AUFGABEN
• A. Schreiben Sie aus dem Textauszug den Abschnitt ab, der bei „Wir leben in“ beginnt und bei „erhöhten Gesundheitskosten führen.“ endet.
• B. Nennen Sie anhand des Textauszugs das Stipendium, das schon vor dem Schrödinger-Stipendium eine Forschung am MIT ermöglichte.

TEXTAUSZUG
Livia Tomova
Besuch aus der österreichischen Heimat. © Livia Tomova

Wir leben in einer zunehmend vernetzten Welt – technologische Fortschritte in Bereichen wie Social Media erlauben es uns, konstant mit anderen verbunden zu sein. Dennoch ist Einsamkeit und soziale Isolation weltweit am Steigen – dies ist im Moment durch die sogenannten Social-Distancing-Maßnahmen gegen Covid-19 noch deutlich verstärkt worden. Isolation kann zu schwerwiegenden Konsequenzen für die mentale und physische Gesundheit und folglich zu massiv erhöhten Gesundheitskosten führen.

Dennoch ist das Phänomen der Einsamkeit – also das Empfinden einer Diskrepanz zwischen den gewollten und den real verfügbaren sozialen Interaktionen – derzeit noch wenig verstanden. Unklar ist vor allem, wie sich der Wunsch nach sozialen Interaktionen im menschlichen Gehirn repräsentiert. Mein Erwin-Schrödinger-Projekt am Massachusetts Institute of Technology (MIT) zielte darauf ab, diese Lücke in der Forschung zu füllen. Konkret versuchte ich in dem Projekt herauszufinden, ob und wie sich soziale Motivation auf neuronaler Ebene im menschlichen Gehirn zeigt.

Neue Forschungsrichtung mit Schrödinger-Stipendium

Mein Weg hatte mich schon vor dem Stipendium des Wissenschaftsfonds FWF in die USA geführt. Ein Max-Kade-Stipendium ermöglichte es, dass ich bereits eineinhalb Jahre davor zu Stress und sozialer Kognition am MIT forschen konnte. Während dieser Zeit erfuhr ich von einer Studie einer anderen Arbeitsgruppe am MIT. Die Neurowissenschaftlerin Kay Tye und ihr Team untersuchten die neuronalen Effekte von Einsamkeit im Gehirn der Maus. Ich war beeindruckt von dieser spannenden Forschung und besprach mit Rebecca Saxe, meiner damaligen Betreuerin, die neue Idee. Können wir versuchen festzustellen, wie ähnlich (oder anders) die neuronale Repräsentation von Einsamkeit und der Wunsch nach sozialen Interaktionen im menschlichen Gehirn sind? Rebecca Saxe fand das Thema ebenso spannend wie ich, und wir starteten eine Kollaboration mit der Gruppe von Kay Tye, für die ich einen Antrag für ein Schrödinger-Stipendium beim FWF einreichte.

BEREITGESTELLTES MATERIAL
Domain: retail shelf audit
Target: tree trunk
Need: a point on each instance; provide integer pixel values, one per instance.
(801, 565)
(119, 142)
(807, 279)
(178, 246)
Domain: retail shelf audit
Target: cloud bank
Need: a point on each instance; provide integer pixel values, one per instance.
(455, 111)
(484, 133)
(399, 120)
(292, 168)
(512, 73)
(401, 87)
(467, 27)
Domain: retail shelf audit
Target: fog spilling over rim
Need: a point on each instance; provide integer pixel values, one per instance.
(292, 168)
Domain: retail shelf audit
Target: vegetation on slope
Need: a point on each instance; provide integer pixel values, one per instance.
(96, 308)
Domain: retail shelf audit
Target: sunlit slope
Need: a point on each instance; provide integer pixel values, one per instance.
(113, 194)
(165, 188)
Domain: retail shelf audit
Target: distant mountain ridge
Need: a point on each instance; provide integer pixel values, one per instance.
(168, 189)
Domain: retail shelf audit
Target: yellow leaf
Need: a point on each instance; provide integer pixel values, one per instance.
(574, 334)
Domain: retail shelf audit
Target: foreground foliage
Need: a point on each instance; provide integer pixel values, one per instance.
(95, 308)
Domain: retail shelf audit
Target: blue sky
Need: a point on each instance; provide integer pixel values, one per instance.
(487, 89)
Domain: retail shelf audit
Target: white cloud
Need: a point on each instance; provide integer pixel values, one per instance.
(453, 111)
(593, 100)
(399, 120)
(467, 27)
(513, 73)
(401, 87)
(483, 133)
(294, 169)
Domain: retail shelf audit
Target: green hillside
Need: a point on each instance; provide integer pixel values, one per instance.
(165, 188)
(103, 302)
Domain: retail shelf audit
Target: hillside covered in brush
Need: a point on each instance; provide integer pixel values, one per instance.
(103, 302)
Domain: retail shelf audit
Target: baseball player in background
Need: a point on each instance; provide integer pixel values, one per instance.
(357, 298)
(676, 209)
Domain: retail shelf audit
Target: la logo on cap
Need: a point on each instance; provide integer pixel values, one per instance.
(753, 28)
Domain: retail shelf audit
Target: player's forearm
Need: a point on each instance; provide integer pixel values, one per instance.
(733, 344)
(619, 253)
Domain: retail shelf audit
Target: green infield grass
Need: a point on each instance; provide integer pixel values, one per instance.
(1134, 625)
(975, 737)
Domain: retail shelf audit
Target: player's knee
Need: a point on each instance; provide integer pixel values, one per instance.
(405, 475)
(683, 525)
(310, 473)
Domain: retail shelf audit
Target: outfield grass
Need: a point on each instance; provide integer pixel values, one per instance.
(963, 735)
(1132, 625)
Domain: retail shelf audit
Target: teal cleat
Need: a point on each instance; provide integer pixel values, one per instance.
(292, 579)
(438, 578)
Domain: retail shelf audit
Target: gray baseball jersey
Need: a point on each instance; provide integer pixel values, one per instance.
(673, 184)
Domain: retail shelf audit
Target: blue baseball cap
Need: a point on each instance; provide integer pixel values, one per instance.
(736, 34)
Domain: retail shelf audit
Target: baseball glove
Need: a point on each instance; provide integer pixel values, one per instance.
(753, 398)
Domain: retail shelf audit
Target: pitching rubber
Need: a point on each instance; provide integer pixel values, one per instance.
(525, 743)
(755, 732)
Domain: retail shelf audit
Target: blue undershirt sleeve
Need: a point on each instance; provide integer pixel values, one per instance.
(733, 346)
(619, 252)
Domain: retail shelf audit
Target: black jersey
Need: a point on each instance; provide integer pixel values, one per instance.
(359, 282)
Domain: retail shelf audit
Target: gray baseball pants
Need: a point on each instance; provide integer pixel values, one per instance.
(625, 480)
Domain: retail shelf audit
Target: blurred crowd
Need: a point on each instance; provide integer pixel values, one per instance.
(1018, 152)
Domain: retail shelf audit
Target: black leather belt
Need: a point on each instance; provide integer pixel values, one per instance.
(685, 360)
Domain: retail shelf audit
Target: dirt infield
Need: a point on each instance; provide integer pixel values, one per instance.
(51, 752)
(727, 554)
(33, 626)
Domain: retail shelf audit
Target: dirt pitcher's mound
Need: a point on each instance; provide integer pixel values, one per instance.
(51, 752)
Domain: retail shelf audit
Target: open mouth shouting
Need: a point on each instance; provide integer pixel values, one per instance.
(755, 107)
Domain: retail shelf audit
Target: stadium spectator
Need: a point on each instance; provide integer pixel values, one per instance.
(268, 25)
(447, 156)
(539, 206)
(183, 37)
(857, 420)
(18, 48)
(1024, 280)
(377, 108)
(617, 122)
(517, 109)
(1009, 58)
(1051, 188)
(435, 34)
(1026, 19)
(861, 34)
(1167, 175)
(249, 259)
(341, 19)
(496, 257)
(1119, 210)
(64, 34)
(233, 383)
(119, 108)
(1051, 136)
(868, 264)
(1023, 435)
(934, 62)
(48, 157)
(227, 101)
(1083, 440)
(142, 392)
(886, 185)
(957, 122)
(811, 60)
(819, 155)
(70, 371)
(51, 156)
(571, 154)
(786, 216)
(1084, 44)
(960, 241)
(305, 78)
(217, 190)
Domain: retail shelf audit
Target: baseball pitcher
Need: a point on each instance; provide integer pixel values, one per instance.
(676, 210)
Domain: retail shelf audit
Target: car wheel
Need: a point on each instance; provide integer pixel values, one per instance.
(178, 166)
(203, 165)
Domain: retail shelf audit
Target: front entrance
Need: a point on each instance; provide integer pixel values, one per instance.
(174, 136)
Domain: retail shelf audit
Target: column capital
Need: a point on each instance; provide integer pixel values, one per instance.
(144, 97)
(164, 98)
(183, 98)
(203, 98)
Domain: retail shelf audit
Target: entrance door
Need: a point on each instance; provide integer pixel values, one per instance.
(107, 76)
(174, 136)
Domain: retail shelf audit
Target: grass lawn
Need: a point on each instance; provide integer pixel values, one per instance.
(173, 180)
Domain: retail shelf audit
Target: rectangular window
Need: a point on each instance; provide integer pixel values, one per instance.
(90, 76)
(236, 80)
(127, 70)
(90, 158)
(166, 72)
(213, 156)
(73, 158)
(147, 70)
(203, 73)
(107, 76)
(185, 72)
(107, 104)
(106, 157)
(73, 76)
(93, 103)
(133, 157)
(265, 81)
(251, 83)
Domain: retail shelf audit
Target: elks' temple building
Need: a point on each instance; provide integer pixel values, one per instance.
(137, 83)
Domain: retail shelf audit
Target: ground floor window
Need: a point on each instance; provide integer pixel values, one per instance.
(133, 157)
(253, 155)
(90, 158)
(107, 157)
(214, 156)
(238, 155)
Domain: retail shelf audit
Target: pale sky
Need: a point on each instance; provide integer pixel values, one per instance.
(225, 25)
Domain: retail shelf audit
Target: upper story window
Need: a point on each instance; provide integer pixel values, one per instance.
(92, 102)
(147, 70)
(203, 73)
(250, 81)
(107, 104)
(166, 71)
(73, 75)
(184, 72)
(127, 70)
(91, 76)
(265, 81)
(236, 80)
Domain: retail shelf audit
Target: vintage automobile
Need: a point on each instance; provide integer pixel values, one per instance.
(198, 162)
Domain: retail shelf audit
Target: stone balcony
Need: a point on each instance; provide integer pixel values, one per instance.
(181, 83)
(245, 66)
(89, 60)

LÖSUNGEN
• A.
Wir leben in einer zunehmend vernetzten Welt – technologische Fortschritte in Bereichen wie Social Media erlauben es uns, konstant mit anderen verbunden zu sein. Dennoch ist Einsamkeit und soziale Isolation weltweit am Steigen – dies ist im Moment durch die sogenannten Social-Distancing-Maßnahmen gegen Covid-19 noch deutlich verstärkt worden. Isolation kann zu schwerwiegenden Konsequenzen für die mentale und physische Gesundheit und folglich zu massiv erhöhten Gesundheitskosten führen.

• B. Ein Max-Kade-Stipendium.